Text extract ▸
◆ ◆ ◆ ◆ ◆ ◆ ◆

Martin and Minister for Immigration and Multicultural Affairs

Case

[2000] AATA 895

12 October 2000


DECISION AND REASONS FOR DECISION [2000] AATA 895

ADMINISTRATIVE APPEALS TRIBUNAL      )

)          No S1999/464

General Administrative  Division        )          
           Re      MELANIE MARTIN            
  Applicant

And    MINISTER FOR IMMIGRATION AND MULTICULTURAL AFFAIRS          
  Respondent

DECISION

Tribunal       Deputy President B.H. Burns       

Date12 October 2000

PlaceAdelaide

Decision      The Tribunal sets aside the decision under review and in substitution therefor, exercises the discretion under section 501 of the Migration Act 1958 in favour of not refusing to grant the subject visa and the matter is accordingly remitted to the respondent for further consideration of the subject visa application.
  ......……..(Signed)..................
  Deputy President B H Burns
CATCHWORDS
IMMIGRATION – short term stay visa application – discretion to grant visa despite substantial criminal record – discretionary factors considered – rehabilitation, remorse and restitution relevant considerations – expectations of Australian community – other considerations

Migration Act 1958 – s501(1)

◆ ◆ ◆ ◆ ◆ ◆ ◆

Data lines ▸
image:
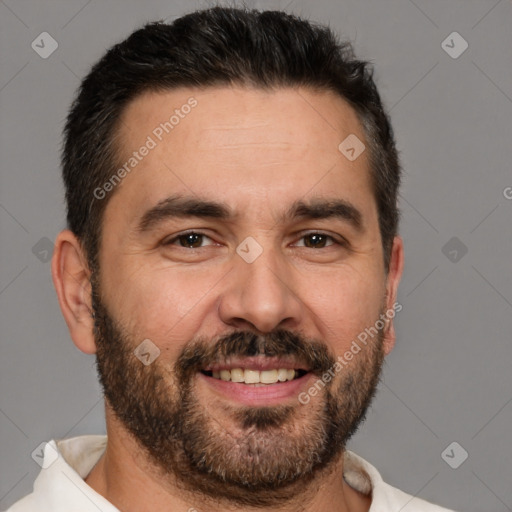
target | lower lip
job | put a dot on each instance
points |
(268, 394)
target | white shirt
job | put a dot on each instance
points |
(67, 462)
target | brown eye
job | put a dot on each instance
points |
(316, 240)
(191, 240)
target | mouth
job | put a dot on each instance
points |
(256, 380)
(256, 377)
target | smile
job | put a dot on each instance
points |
(256, 377)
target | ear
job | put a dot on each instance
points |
(396, 266)
(71, 278)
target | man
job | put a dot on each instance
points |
(232, 259)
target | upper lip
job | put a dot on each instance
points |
(260, 363)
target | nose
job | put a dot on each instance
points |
(260, 295)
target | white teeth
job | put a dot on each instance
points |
(268, 376)
(251, 376)
(255, 376)
(237, 375)
(282, 374)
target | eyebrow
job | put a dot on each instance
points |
(182, 207)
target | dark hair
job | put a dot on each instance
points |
(217, 46)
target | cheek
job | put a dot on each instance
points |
(345, 306)
(164, 305)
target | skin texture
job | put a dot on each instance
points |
(257, 152)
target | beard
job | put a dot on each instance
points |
(247, 456)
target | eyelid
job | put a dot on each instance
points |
(184, 233)
(337, 240)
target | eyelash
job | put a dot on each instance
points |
(339, 242)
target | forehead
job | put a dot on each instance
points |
(250, 148)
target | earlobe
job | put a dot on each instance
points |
(396, 266)
(71, 278)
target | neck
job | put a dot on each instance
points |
(127, 479)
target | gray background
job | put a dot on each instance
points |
(448, 378)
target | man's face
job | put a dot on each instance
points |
(256, 288)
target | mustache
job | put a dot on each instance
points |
(313, 354)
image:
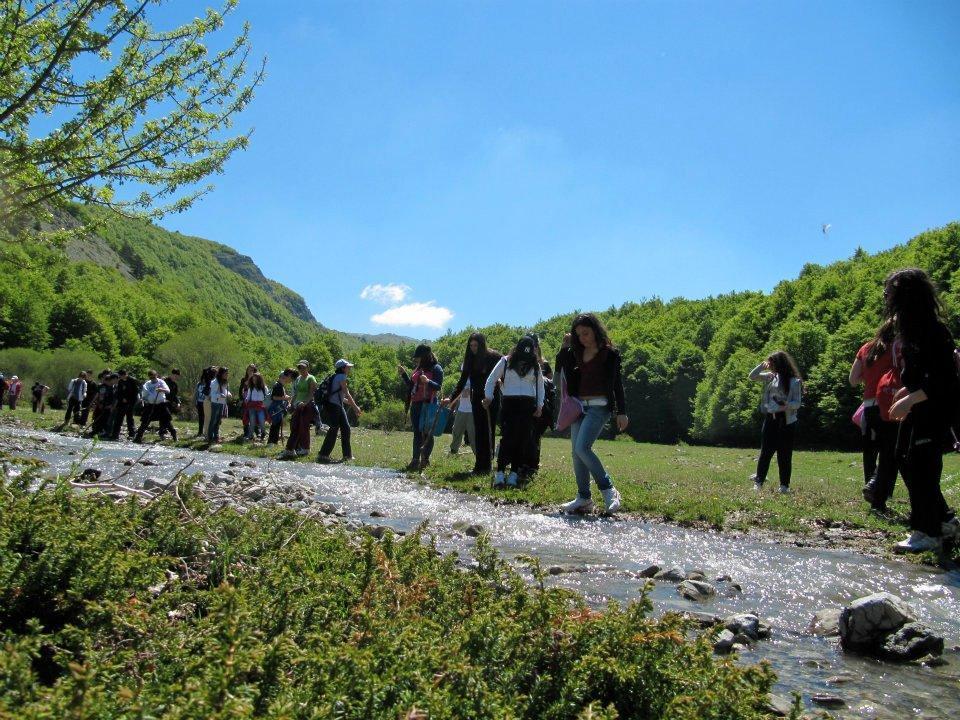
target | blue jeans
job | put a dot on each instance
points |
(583, 433)
(216, 415)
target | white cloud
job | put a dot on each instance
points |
(389, 294)
(426, 314)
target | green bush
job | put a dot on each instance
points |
(391, 415)
(131, 610)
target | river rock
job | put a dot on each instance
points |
(649, 572)
(911, 642)
(673, 574)
(467, 528)
(866, 622)
(696, 590)
(745, 624)
(724, 642)
(825, 623)
(779, 705)
(824, 700)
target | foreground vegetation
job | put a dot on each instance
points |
(148, 610)
(695, 485)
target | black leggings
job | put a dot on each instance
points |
(776, 437)
(516, 424)
(879, 454)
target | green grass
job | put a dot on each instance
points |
(705, 486)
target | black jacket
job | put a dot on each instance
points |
(613, 379)
(477, 373)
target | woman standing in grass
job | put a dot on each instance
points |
(254, 407)
(219, 394)
(591, 365)
(478, 363)
(522, 401)
(873, 360)
(782, 395)
(925, 405)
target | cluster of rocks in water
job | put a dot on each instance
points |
(881, 626)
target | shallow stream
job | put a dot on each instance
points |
(782, 584)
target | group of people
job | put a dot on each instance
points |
(108, 401)
(910, 372)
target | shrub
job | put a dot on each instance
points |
(123, 609)
(390, 415)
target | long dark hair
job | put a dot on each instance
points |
(881, 341)
(524, 357)
(599, 332)
(469, 357)
(912, 304)
(783, 364)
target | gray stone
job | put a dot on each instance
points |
(696, 590)
(825, 700)
(724, 642)
(467, 528)
(745, 624)
(825, 623)
(911, 642)
(650, 571)
(779, 705)
(865, 623)
(673, 574)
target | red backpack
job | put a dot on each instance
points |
(889, 385)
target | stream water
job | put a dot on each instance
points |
(782, 584)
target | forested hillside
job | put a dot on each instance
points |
(686, 362)
(135, 294)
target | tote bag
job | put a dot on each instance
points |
(571, 409)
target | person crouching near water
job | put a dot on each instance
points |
(424, 385)
(337, 398)
(521, 380)
(924, 406)
(591, 366)
(873, 361)
(782, 395)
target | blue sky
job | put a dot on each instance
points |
(507, 161)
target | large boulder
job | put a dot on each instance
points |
(911, 642)
(866, 622)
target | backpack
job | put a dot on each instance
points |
(322, 394)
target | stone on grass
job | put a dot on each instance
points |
(825, 623)
(696, 590)
(866, 622)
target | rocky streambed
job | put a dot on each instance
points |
(758, 598)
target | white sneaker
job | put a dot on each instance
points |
(611, 499)
(917, 542)
(950, 530)
(577, 506)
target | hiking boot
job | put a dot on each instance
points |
(611, 499)
(917, 542)
(577, 506)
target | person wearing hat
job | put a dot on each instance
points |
(338, 395)
(304, 412)
(13, 392)
(424, 386)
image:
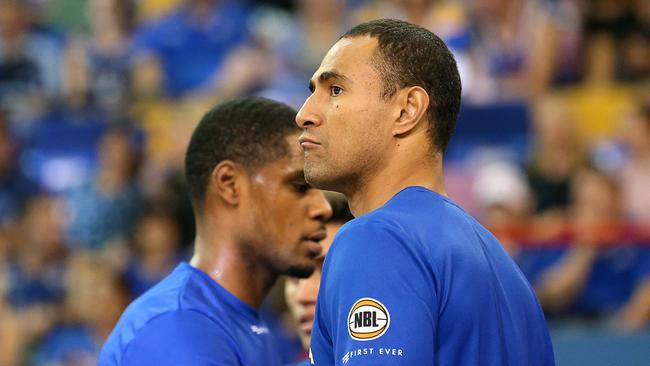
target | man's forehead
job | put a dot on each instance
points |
(346, 53)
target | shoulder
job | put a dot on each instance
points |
(179, 337)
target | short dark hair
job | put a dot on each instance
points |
(250, 131)
(409, 55)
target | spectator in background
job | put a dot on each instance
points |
(15, 187)
(297, 42)
(157, 243)
(625, 24)
(513, 50)
(96, 295)
(35, 275)
(102, 212)
(97, 68)
(446, 18)
(505, 201)
(31, 279)
(30, 63)
(301, 293)
(602, 271)
(635, 174)
(185, 51)
(556, 154)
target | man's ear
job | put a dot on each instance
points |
(413, 103)
(226, 182)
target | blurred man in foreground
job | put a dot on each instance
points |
(256, 219)
(301, 293)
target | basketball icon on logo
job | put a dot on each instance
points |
(368, 319)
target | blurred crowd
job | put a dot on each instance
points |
(98, 99)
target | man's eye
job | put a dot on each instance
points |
(336, 90)
(302, 187)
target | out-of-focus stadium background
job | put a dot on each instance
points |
(98, 99)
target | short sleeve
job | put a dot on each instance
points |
(378, 302)
(181, 338)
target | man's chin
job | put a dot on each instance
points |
(300, 271)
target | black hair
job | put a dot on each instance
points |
(249, 131)
(409, 55)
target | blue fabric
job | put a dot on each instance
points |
(448, 292)
(189, 319)
(192, 50)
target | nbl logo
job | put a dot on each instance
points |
(368, 319)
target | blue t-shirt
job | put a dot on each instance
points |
(420, 282)
(189, 319)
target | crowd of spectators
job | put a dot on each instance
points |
(98, 99)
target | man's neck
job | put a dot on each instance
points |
(224, 263)
(376, 188)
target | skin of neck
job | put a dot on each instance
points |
(218, 252)
(410, 163)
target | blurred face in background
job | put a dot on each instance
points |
(301, 294)
(14, 19)
(636, 132)
(157, 236)
(117, 154)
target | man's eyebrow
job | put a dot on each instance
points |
(296, 175)
(326, 76)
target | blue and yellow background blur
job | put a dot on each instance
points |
(98, 99)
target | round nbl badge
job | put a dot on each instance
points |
(368, 319)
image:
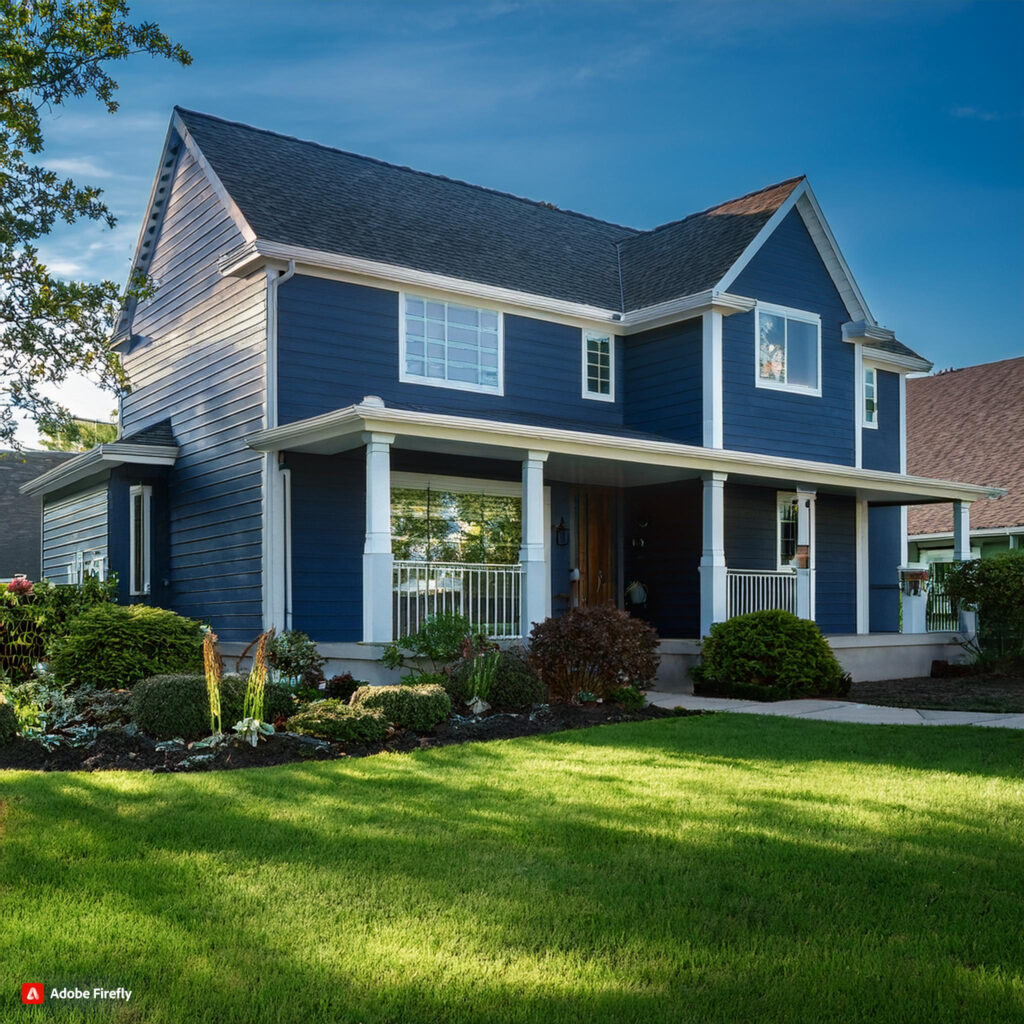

◆ ◆ ◆ ◆ ◆ ◆ ◆

Given instruction 1 ▸
In the tribunal decision, in which city was the decision made?
Given instruction 2 ▸
Summarize the tribunal decision in two sentences.
Given instruction 3 ▸
Resume the tribunal decision from the point where it stops.

Final result 1 ▸
Adelaide.

Final result 2 ▸
On 12 October 2000, Deputy President B.H. Burns of the Administrative Appeals Tribunal ruled in Melanie Martin's case against the Minister for Immigration and Multicultural Affairs. The Tribunal set aside the decision under review, exercised its discretion under section 501 of the Migration Act 1958 in favour of not refusing the visa, and remitted the application to the respondent for further consideration.

Final result 3 ▸
Ministerial Direction No. 17 of 1999
Re Radovanovic and Minister for Immigration and Multicultural Affairs [2000] AATA 146

REASONS FOR DECISION

12 October 2000     Deputy President B.H. Burns                   

  1. This is an application by Ms Melanie Martin ("the applicant") for review of a decision of a delegate of the respondent dated 3 November 1999 (T2) which refused Mr Ewen George Martin ("the visa applicant") a Temporary Visitor Entry Subclass 676 (Short Stay) Visa pursuant to section 501 of the Migration Act 1958 ("the Act").

  2. The Tribunal received into evidence the documents lodged pursuant to s.37 of the Administrative Appeals Tribunal Act 1975 (T1-T11), together with 5 exhibits, 4 lodged by the applicant (Exhibits A1-A4) and 1 lodged by the respondent (Exhibit R1). In addition, the Tribunal heard evidence from both the applicant and the visa applicant. The applicant was represented by Mr Chris Ryan and the respondent was represented by Ms Nerida Ware, both of counsel.

  3. By way of background the Tribunal makes the following findings of fact which are not in dispute.

  4. The visa applicant was born on 9 September 1940 in New Zealand. On 10 March 1992 he was convicted in New Zealand on 16 charges of "forges (not cheque) obtains over $500" (T11/121) involving the sum of $257,000, in relation to a period of offending over some two and one half years. He was sentenced to 2 years 6 months imprisonment, of which he served a 15 month non-parole period and a subsequent period of 6 months probation. The conditions of the probation period included that he reside with his parents and regularly report to the police. He complied with the conditions of his probation.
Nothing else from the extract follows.